__Exercice 1__. Recopiez sans aucune modification chacune des lignes de la liste qui figure plus bas.

__Passage cité__.
--
Si le ministre tunisien des Affaires étrangères, Othman Jerandi, considère la fermeture des points de passage frontalier comme une démarche purement sanitaire, la réalité est tout autre. Carthage redoute une potentielle infiltration de terroristes sur son territoire depuis la Libye.

Selon certaines révélations médiatiques, une centaine de terroristes seraient présents dans la base militaire Al Watiya en Libye – située à 27 kilomètres à l’Est de la frontière tunisienne – et se tiennent prêts pour entrer en Tunisie dans l’optique de mener des attaques terroristes.

Pendant ce temps, le président tunisien, habitué à envoyer des piques à ses détracteurs, s’est lancé dans une nouvelle diatribe contre les parties qui auraient payé des mercenaires étrangers: “Ils envisagent le meurtre et le bain de sang mais si je meurs aujourd’hui ou bien demain, je mourrai en martyr… Je sais ce qu’ils complotent, je sais ce qu’ils manigancent… Je ne crains pas les combines”, a-t-il affirmé.

Une hypothèse confirmée par le député libyen, Ali Takbali, qui accuse une personnalité politique influente de l’ouest libyen – connue pour ses connexions avec Ankara – d’être impliquée dans le projet d’assassinat du chef d’État tunisien, Kaïs Saïed.

Alors que le ministre libyen de l’Intérieur, Khaled Tijani Mazen, a nié catégoriquement ces charges, le chef du gouvernement libyen de transition, Abdelhamid Dbeibah a décidé de rompre avec le ton diplomatique, soulignant que le terrorisme en Libye était importé de l’étranger et particulièrement des pays voisins.

Émoi diplomatique

La tirade d’une rare dureté entre les dirigeants des deux pays amis a été largement critiquée par les hautes sphères du pouvoir en Tunisie.

Présent lors de la réunion des pays voisins de la Libye, tenue en Algérie, le chef de la diplomatie tunisienne, Othman Jerandi, s’est entretenu avec son homologue libyenne, Nejla Mankouch pour exprimer “l’étonnement de la Tunisie et son refus de telles allégations”.

“La Tunisie est aussi la cible des actes terroristes et ne pourrait jamais être une base d’exportation de terroristes vers la Libye”, a-t-il martelé.

Dans ce contexte, la diplomatie tunisienne demande un calendrier clair et précis pour le retrait des combattants étrangers présents sur le sol libyen afin d’éviter toute menace sécuritaire sérieuse, non seulement sur la Libye et sa transition démocratique, mais aussi sur toute la région.

Depuis, Abdelhamid Dbeibah, essaye de jouer la carte de l’apaisement : “Nos pays souffrent du terrorisme et la Tunisie n’est pas l’exception… Les relations tuniso-libyennes fraternelles ne seront jamais affectées par les fausses allégations… On est et on restera un peuple unique au-delà des frontières”, s’est-il rattrapé.
--
__Liste à traiter__.
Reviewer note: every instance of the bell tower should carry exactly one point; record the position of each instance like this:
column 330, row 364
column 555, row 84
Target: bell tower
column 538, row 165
--
__Exercice 2__. Relevez tous les noms de personnes qui apparaissent dans le passage cité.

__Corrigé 1__.
Reviewer note: every instance of the bell tower should carry exactly one point; record the position of each instance like this:
column 330, row 364
column 555, row 84
Target: bell tower
column 538, row 165

__Corrigé 2__.
Othman Jerandi
Ali Takbali
Kaïs Saïed
Khaled Tijani Mazen
Abdelhamid Dbeibah
Nejla Mankouch